Excerpts from point annotation data
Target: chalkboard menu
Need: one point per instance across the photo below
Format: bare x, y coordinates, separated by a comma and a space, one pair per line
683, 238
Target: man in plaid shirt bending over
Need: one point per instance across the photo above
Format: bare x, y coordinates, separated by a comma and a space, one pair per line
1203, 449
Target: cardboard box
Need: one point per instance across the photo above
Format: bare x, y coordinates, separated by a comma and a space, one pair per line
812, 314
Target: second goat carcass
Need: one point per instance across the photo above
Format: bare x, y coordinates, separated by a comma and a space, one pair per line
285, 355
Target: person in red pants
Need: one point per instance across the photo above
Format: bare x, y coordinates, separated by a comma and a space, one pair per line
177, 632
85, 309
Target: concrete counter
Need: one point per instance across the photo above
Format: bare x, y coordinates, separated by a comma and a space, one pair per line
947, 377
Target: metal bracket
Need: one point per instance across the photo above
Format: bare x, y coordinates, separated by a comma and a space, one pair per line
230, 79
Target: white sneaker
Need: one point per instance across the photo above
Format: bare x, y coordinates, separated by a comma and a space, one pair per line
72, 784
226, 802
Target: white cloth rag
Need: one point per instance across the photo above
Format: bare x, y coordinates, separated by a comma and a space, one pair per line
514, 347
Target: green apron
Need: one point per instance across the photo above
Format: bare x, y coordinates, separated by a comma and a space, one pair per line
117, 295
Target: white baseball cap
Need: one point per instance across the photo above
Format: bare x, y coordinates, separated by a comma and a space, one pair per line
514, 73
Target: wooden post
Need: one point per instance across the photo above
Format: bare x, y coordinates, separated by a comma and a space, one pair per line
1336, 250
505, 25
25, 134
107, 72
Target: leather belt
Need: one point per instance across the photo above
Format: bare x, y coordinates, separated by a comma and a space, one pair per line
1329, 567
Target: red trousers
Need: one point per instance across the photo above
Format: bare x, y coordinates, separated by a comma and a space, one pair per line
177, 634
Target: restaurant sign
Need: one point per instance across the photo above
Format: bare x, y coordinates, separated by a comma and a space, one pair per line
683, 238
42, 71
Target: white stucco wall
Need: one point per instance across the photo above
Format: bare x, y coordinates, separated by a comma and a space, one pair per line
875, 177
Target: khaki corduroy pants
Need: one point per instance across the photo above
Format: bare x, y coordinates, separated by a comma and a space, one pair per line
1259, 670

WHAT THE EXERCISE ASKS: Output the data above exactly, please, line for line.

SOLUTION FOR THIS TASK:
Target: chalkboard menu
Need: one point per instance across the photo below
Format: bare x, y coordinates, separated by a comma and a space, one pair per line
683, 238
Target: man in plaid shirt bending over
Need: one point per instance across the photo above
Format: bare x, y coordinates, separated by a comma and a space, one pair per line
1203, 449
Target: cardboard box
Need: one point per instance across the photo above
Format: bare x, y coordinates, separated by a comma and a space, one pair per line
812, 314
Target: second goat carcass
Need: one point per instance across the photo above
Format: bare x, y coordinates, separated by a comma and a space, one pair per line
285, 355
Target: person in red pants
Need: one point per instance across the photo above
Format: bare x, y coordinates, separated by a comma and a space, one pair per line
177, 632
85, 309
Target: concrete counter
Need: one point per instance across the photo above
Format: bare x, y coordinates, separated by a comma and a space, one pair per line
947, 377
Target: metal bracket
Need: one point per instance across the photo above
Format: bare x, y coordinates, separated by a comma and a space, one pair per line
230, 79
Target: white sneaker
Need: one point per instance across the photo above
Format: bare x, y coordinates, separated by a comma and a space, one pair per line
72, 784
226, 802
Target: white cloth rag
Need: one point per instance across the photo above
Format: bare x, y coordinates, separated by a comma and a space, one pair per line
514, 347
Target: green apron
Need: one point per instance across the photo above
Format: bare x, y coordinates, separated by a comma and a space, one pair per line
117, 295
Target: white baseball cap
Need: one point per instance across the photo above
Format: bare x, y coordinates, separated by a comma and a space, one pair per line
514, 73
Target: wooden post
Need: one point per instance across the photo above
Format: bare x, y coordinates, separated by a comma and a space, one pair per line
1336, 250
505, 25
25, 134
107, 72
Target: leather belt
Need: one point per instance across the photo above
Format: bare x, y coordinates, separated by a comma and a space, one pair per line
1329, 567
Target: red trousers
Need: one point per instance across the photo above
Format: bare x, y coordinates, separated by a comma and a space, one pair per line
177, 634
Target: restaurant sign
Need: one point per instance across the photo above
Format: bare x, y coordinates, separated by a comma and a space, one pair per line
683, 238
42, 71
Target: white stucco wall
Need: one point per instance across the photo above
Format: bare x, y coordinates, separated by a comma and a space, one pair per line
875, 177
Target: khaki corduroy pants
Need: one point per instance across the photo above
Format: bare x, y coordinates, separated by a comma and a space, one pair per line
1259, 670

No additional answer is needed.